## Okuma Parçası
------------

'İstihdam sağlamak suç haline geldi'

Ankaralı sanayiciler istihdam koşullarından şikayetçi… İşverenlerin işçilerinden daha düşük emekli aylığı aldığını, iş mahkemelerinde işverene ‘hırsız’ gözüyle bakıldığını dile getiren sanayiciler, “Vergiler çok yüksek, en büyük ortağımız devlet” diyor.

YAYINLAMA
GÜNCELLEME

Beste GÜÇER- Yeşim ARDIÇ

Ankara Sanayi Odası’nın 24 Numaralı Genel Amaçlı Makine ve Yedek Parça Sanayi Komitesi ile 26 Numaralı Sanayi ve İnşaat Makineleri İmalat Sanayi Komitesi, Yuvarlak Masa Toplantısı’nda buluştu.

Toplantıda sektörel sorunların yanı sıra işçi işveren arasındaki anlaşmazlıkların yargı aşaması, finansman maliyetinin düşürülmesi, teşvik sistemi gibi konular tartışıldı. Çalışanlara bir çeşit pasaport verilerek, iş geçmişlerinin işveren tarafından buraya işlenmesini öneren sanayiciler, bunun iş yeri değiştirirken her iki tarafa da yararlı olacağını kaydettiler.

Yuvarlak Masa Toplantısı’nda genel amaçlı makine üreticileri ile sanayi ve inşaat makineleri imalat sanayi temsilcileri, genel sanayinin sorunlarını ve sektörel sorunları dile getirerek, çözüm önerilerini sıraladılar.

Erol Metal Yönetim Kurulu Üyesi Halit Erol:
Türkiye’nin tamamı cazibe merkezi kapsamında desteklenmeli

Biz metale form veren işler yapıyoruz. Ağırlıklı olarak makine, inşaat ve savunma sanayii sektörlerinde faaliyet gösteriyoruz. Bunun dışında da 7 yıldır da güneş enerjisi sektöründe faaliyet gösteriyoruz. Ankara ve İstanbul’da iki üretim tesisimiz var.

Ben öncelikle KGF desteklerinin devam ettirilmesi gerektiğini düşünüyorum. Gerçekten bütün sektörlerin bu yönde bir beklentisi var. O beklentileri karşılanması halinde üretimin önünün açılacağını öngörüyorum. KGF’nin birinci ve ikinci dilimlerinde kullandırılan krediler koşullar gereği tam anlamıyla yatırıma yönlendirilemedi. Firmaların bir kısmı mevcut borçlarını kapattı. Bankalarda riskleri yüksek olanlar, devlet garantörlüğünde bunları giderdi. Bu aşamada biraz da bankaların önemli bir kısmı kendisini korudu. Sonuç olarak sanayicinin elinde işletmesini devam ettirecek çok fazla kaynak kalmadı.

------------

## Alıştırma Ayrıntıları
Yukarıdaki Ankaralı sanayicilerle ilgili metinden "Beste GÜÇER- Yeşim" ifadesinden "çözüm önerilerini sıraladılar." ifadesine kadar olan bölümü hiçbir değişiklik yapmadan yazın.

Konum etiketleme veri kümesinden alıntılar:
------------

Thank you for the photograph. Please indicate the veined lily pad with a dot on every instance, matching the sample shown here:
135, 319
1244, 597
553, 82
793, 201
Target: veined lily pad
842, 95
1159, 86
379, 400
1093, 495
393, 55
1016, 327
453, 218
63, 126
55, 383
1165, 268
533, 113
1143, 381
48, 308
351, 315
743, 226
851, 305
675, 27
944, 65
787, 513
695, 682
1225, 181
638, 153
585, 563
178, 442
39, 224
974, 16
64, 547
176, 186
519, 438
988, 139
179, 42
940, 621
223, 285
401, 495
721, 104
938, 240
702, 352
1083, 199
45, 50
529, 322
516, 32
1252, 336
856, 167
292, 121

------------

## Yazılı Çözüm
Beste GÜÇER- Yeşim ARDIÇ

Ankara Sanayi Odası’nın 24 Numaralı Genel Amaçlı Makine ve Yedek Parça Sanayi Komitesi ile 26 Numaralı Sanayi ve İnşaat Makineleri İmalat Sanayi Komitesi, Yuvarlak Masa Toplantısı’nda buluştu.

Toplantıda sektörel sorunların yanı sıra işçi işveren arasındaki anlaşmazlıkların yargı aşaması, finansman maliyetinin düşürülmesi, teşvik sistemi gibi konular tartışıldı. Çalışanlara bir çeşit pasaport verilerek, iş geçmişlerinin işveren tarafından buraya işlenmesini öneren sanayiciler, bunun iş yeri değiştirirken her iki tarafa da yararlı olacağını kaydettiler.

Yuvarlak Masa Toplantısı’nda genel amaçlı makine üreticileri ile sanayi ve inşaat makineleri imalat sanayi temsilcileri, genel sanayinin sorunlarını ve sektörel sorunları dile getirerek, çözüm önerilerini sıraladılar.